Dataset extract
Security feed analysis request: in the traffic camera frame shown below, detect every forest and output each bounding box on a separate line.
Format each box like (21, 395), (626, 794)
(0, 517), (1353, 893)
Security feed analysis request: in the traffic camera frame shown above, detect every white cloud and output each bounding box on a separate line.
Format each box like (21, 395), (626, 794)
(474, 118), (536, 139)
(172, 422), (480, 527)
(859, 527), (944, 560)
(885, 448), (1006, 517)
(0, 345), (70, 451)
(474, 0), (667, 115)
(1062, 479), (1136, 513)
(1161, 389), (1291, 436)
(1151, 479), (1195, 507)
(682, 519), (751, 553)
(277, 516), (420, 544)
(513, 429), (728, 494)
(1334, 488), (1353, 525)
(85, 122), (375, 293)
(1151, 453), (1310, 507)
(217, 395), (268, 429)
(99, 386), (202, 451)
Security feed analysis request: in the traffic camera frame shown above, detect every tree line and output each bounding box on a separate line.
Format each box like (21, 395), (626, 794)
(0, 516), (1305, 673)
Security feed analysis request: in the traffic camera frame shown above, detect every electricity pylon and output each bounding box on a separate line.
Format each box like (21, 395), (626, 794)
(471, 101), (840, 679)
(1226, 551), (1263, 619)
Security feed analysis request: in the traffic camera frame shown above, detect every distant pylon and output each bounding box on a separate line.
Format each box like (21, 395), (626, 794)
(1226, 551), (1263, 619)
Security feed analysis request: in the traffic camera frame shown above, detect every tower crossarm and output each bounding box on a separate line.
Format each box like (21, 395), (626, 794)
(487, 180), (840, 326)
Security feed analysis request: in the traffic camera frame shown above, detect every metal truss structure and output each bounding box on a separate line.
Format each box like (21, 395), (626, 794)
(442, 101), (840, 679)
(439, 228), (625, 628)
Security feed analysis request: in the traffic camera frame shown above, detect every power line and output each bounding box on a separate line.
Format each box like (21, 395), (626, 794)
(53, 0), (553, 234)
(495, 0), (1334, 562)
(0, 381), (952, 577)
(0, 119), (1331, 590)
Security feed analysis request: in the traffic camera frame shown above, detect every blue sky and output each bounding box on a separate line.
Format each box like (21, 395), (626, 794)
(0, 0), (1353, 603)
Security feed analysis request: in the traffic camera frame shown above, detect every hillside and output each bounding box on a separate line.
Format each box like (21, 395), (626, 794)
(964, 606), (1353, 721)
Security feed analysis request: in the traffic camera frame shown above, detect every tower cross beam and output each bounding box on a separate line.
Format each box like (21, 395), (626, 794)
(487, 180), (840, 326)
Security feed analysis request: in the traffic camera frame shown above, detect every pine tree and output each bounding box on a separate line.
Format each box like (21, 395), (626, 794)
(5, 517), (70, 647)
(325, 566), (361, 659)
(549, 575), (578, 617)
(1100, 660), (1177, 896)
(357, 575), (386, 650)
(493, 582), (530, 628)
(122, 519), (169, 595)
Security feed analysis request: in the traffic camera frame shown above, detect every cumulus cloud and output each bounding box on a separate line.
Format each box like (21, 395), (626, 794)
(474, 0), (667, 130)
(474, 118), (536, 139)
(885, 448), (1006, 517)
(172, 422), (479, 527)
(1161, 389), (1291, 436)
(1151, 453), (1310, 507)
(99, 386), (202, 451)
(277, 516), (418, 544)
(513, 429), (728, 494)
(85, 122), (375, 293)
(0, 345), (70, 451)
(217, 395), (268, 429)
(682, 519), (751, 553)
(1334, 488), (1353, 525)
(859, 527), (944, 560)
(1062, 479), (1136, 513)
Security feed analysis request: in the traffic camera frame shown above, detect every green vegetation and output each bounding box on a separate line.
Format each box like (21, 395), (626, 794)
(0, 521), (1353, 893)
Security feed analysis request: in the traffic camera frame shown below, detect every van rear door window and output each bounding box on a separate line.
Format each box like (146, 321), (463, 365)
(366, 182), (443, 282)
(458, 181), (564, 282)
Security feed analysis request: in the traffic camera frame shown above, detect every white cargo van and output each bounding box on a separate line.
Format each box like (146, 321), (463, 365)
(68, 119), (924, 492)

Directions
Lay out every line of the items above as a Markdown table with the columns Row and Item line, numbering the rows and leaving out blank lines.

Problem solution
| Row | Item line |
|---|---|
| 1 | Security feed analysis request: in the traffic camera frame shown below, detect every forest and output each bounding box on a separate line. |
| 2 | Format each box like (21, 395), (626, 794) |
| 3 | (0, 517), (1353, 893) |
| 4 | Security feed analysis request: in the traffic camera frame shown above, detect every white cloud and output each bounding box on a separate line. |
| 5 | Format each box like (21, 395), (626, 794) |
| 6 | (474, 118), (536, 139) |
| 7 | (172, 422), (480, 527) |
| 8 | (859, 527), (944, 560) |
| 9 | (885, 448), (1006, 517) |
| 10 | (0, 345), (70, 451) |
| 11 | (474, 0), (667, 115) |
| 12 | (1062, 479), (1136, 513) |
| 13 | (1161, 389), (1291, 436) |
| 14 | (1151, 479), (1195, 507) |
| 15 | (682, 519), (751, 553) |
| 16 | (277, 516), (420, 544) |
| 17 | (513, 429), (728, 494) |
| 18 | (1334, 488), (1353, 525) |
| 19 | (85, 122), (375, 293) |
| 20 | (1151, 453), (1310, 507) |
| 21 | (217, 395), (268, 429) |
| 22 | (99, 386), (202, 451) |
| 23 | Security feed analysis request: in the traffic camera frame shown above, detect every tree line and output each bounding box on a separate line. |
| 24 | Format each box like (21, 395), (626, 794) |
| 25 | (0, 516), (1305, 673) |
| 26 | Security feed analysis request: in the traffic camera frame shown above, detect every electricity pylon and output each bounding box on a separate line. |
| 27 | Format each box like (21, 395), (626, 794) |
| 28 | (471, 101), (840, 679) |
| 29 | (1226, 551), (1263, 619) |
| 30 | Security feed analysis request: in the traffic camera frame shown above, detect every distant pylon and output each bounding box on a separate line. |
| 31 | Format each box like (21, 395), (626, 794) |
| 32 | (1226, 551), (1263, 619) |
| 33 | Security feed analysis request: in the traffic camera frame shown above, detect every tower crossarm and output each bounding box on a separate line. |
| 34 | Format each box like (21, 395), (626, 794) |
| 35 | (487, 180), (840, 326) |
| 36 | Security feed analysis request: in the traffic camera frame shown above, detect every metal truss structure and output each bounding box on a separate line. |
| 37 | Format each box like (21, 395), (626, 794) |
| 38 | (442, 101), (840, 679) |
| 39 | (439, 228), (625, 628) |
| 40 | Security feed analysis request: in the traffic camera frame shown above, detect every power line and output each bounding box on a separate line. |
| 41 | Format each box like (21, 395), (626, 794) |
| 42 | (53, 0), (553, 234) |
| 43 | (495, 0), (1334, 562) |
| 44 | (0, 381), (952, 577) |
| 45 | (0, 119), (1331, 590) |
| 46 | Security feed analysis request: in the traffic camera frame shown above, detect every blue sky and output each bounding box on a separate line. |
| 47 | Format each box like (21, 395), (626, 794) |
| 48 | (0, 0), (1353, 603) |
| 49 | Security feed analysis request: in the traffic camera frame shown above, detect every hillside and output each bounding box on a separate line. |
| 50 | Format each box like (21, 395), (626, 794) |
| 51 | (964, 606), (1353, 721) |
| 52 | Security feed analysis request: in the traffic camera frame shown above, detect every tower cross beam and output each bounding box on a separate line. |
| 53 | Format each box like (21, 395), (626, 794) |
| 54 | (487, 180), (840, 326) |
| 55 | Security feed analysis request: in the traffic camera frame shown above, detect every pine tree and output each bounding box on a separate line. |
| 56 | Format each box like (21, 395), (626, 794) |
| 57 | (5, 517), (70, 647) |
| 58 | (325, 566), (361, 659) |
| 59 | (549, 575), (578, 617) |
| 60 | (1100, 660), (1177, 896) |
| 61 | (357, 575), (386, 650) |
| 62 | (493, 582), (530, 628) |
| 63 | (122, 519), (169, 595) |
| 64 | Security feed analysis request: in the traffic camera frame shown above, detect every cumulus cloud and output each bounding box on a separate line. |
| 65 | Format each box like (21, 395), (626, 794) |
| 66 | (474, 0), (667, 130) |
| 67 | (474, 118), (536, 139) |
| 68 | (885, 448), (1006, 517) |
| 69 | (172, 422), (479, 527) |
| 70 | (1161, 389), (1291, 436) |
| 71 | (1151, 453), (1310, 507) |
| 72 | (99, 386), (202, 451) |
| 73 | (277, 516), (418, 544) |
| 74 | (513, 429), (728, 494) |
| 75 | (85, 122), (375, 293) |
| 76 | (0, 345), (70, 451) |
| 77 | (217, 395), (268, 429) |
| 78 | (682, 519), (751, 553) |
| 79 | (1334, 488), (1353, 525) |
| 80 | (859, 527), (944, 560) |
| 81 | (1062, 479), (1136, 513) |
| 82 | Security feed analysis request: in the traffic camera frame shown above, detect every green vegetation and output each bounding box on a separate line. |
| 83 | Format each box like (21, 395), (626, 794) |
| 84 | (0, 521), (1353, 893) |
| 85 | Security feed analysis request: in the traffic camera frame shown below, detect every van rear door window and output each bounding box on a separate line. |
| 86 | Format each box like (146, 321), (463, 365) |
| 87 | (366, 182), (443, 282) |
| 88 | (458, 181), (564, 282) |
| 89 | Security feed analysis request: in the traffic camera frame shown above, detect every white cargo van and output each bounding box on a separate line. |
| 90 | Format each box like (146, 321), (463, 365) |
| 91 | (68, 119), (924, 492) |